-- EXERCISE AIM --
Reproduce word for word the lines of the records below, from the line with "of the white" up to and including the line with "Query: white exterior wall".

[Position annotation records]

◆ ◆ ◆ ◆

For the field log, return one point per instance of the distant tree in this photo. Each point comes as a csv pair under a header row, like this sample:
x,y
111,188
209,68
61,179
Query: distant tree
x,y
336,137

◆ ◆ ◆ ◆

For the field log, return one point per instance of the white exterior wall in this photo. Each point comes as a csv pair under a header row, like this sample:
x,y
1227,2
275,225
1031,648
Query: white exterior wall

◆ ◆ ◆ ◆

-- RESPONSE BELOW --
For the field log, return one point per instance of the white exterior wall in this photo. Each point comes as a csv pair under a header row, like this sample:
x,y
1227,2
275,225
1031,648
Query: white exterior wall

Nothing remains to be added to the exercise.